__Task item__. Once you have read the data below, set it all down again exactly.

__Input records__.
────────
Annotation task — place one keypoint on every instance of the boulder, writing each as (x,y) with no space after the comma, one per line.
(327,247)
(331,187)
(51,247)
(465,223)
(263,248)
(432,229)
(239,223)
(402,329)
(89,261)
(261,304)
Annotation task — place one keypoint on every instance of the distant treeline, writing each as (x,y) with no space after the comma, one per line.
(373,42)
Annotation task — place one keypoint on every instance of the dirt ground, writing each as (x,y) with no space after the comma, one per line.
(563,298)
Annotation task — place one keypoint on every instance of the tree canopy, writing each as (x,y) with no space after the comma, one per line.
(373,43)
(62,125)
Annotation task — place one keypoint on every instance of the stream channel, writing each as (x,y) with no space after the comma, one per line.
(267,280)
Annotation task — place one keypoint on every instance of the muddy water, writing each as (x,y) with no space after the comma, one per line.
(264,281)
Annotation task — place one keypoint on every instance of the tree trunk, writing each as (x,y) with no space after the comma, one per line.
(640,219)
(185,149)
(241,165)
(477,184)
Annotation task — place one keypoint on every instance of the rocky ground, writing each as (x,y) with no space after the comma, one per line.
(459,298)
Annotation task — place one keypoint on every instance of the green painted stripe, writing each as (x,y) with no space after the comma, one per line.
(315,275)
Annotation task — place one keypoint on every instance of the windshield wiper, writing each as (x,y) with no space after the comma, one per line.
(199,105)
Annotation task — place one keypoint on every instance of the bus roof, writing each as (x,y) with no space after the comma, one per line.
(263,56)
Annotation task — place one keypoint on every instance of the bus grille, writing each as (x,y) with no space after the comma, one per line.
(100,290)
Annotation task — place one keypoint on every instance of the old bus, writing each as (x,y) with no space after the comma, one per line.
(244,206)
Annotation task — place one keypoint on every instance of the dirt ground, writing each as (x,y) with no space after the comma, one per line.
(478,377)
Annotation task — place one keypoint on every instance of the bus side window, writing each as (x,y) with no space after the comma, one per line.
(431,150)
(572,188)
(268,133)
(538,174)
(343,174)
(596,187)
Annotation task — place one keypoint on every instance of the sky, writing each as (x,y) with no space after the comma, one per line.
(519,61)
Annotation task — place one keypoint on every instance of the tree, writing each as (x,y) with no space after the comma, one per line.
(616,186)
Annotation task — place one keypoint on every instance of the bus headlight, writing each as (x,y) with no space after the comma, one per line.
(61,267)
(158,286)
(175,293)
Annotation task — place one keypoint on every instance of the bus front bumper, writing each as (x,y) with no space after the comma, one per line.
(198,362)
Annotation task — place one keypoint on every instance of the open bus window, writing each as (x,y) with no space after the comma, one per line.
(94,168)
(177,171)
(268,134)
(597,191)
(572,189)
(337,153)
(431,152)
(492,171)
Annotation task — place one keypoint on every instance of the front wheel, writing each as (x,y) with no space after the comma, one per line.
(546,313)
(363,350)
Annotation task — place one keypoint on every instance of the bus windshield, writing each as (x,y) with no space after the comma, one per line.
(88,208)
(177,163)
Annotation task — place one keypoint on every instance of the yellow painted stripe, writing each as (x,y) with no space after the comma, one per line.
────────
__The completed task__.
Annotation task — place one keypoint on every instance of the boulder, writing each as (x,y) with no space after the comma, one per line.
(327,247)
(331,187)
(51,247)
(465,223)
(263,248)
(432,229)
(239,223)
(402,329)
(89,261)
(261,304)
Annotation task — place one keypoint on every instance of the distant treeline, writing each as (x,y) with no space after the comma, one per line.
(373,42)
Annotation task — place one keypoint on every instance of the dirt ground, writing each as (x,y) with no space after the comma, one per line.
(563,298)
Annotation task — place one keypoint on every instance of the tree canopy, writing each as (x,y) with no space after the comma, one per line.
(373,43)
(62,125)
Annotation task — place one keypoint on every instance of the stream channel, writing each as (x,y) with no space after the comma, one per line.
(267,280)
Annotation task — place one keypoint on every instance of the muddy water, writing each as (x,y) with no space after the comma, one per line.
(264,281)
Annotation task — place one keypoint on every instance of the tree trunk, writing each as (x,y) with no space after the comma, one per line.
(640,219)
(185,149)
(241,165)
(477,184)
Annotation task — place one keypoint on every instance of the rocky ground, writing each as (x,y) with no space after the comma, one per line.
(459,298)
Annotation task — place one keypoint on every instance of the green painted stripe, writing each as (x,y) with no space after the comma, one per line.
(315,275)
Annotation task — place one keypoint on every instance of the windshield wiper, writing each as (x,y) with no space after the comma, one per line.
(199,105)
Annotation task — place one keypoint on every instance of the bus roof, writing each as (x,y) with no space after the comma, one per line.
(263,56)
Annotation task — place one keypoint on every instance of the bus grille, writing each as (x,y) with no space after the comma, one per line.
(100,290)
Annotation task — place one keypoint on every instance of the old bus, writing each as (x,y) with no space after the comma, one per line.
(244,206)
Annotation task — place one keypoint on every instance of the dirt ground, writing each as (x,y) with no space after the comma, one per line.
(478,377)
Annotation task — place one keypoint on every instance of the bus side window, writing each as (x,y) with no space after the comma, one per line.
(431,150)
(572,188)
(268,133)
(538,174)
(343,174)
(596,187)
Annotation task — place one keypoint on every instance of the sky, writing each as (x,y) with no space after the comma, one per line.
(519,61)
Annotation task — place one keypoint on every instance of the tree, writing each as (x,y) with no space after the comma, one per line.
(616,186)
Annotation task — place one keypoint on every instance of the bus headlight, writing each as (x,y) with no space after the comma, one per line.
(61,267)
(158,286)
(175,293)
Annotation task — place one keypoint on every instance of the bus front bumper, writing each as (x,y) with no space after the comma, one per line.
(198,362)
Annotation task — place one keypoint on every instance of the open bus window, writing each as (x,y) with no space after the comma, one per line.
(94,168)
(177,171)
(268,134)
(597,191)
(572,189)
(337,153)
(431,152)
(492,171)
Annotation task — place one keypoint on every instance of the front wheel, writing each as (x,y) with no space after the comma, one per line.
(546,313)
(363,350)
Annotation task — place one keypoint on every instance of the bus windshield, writing each as (x,y) with no space after the comma, one per line.
(88,208)
(177,163)
Annotation task — place one keypoint on every instance of the yellow painted stripe, writing each as (x,y) with no space after the comma, one per line.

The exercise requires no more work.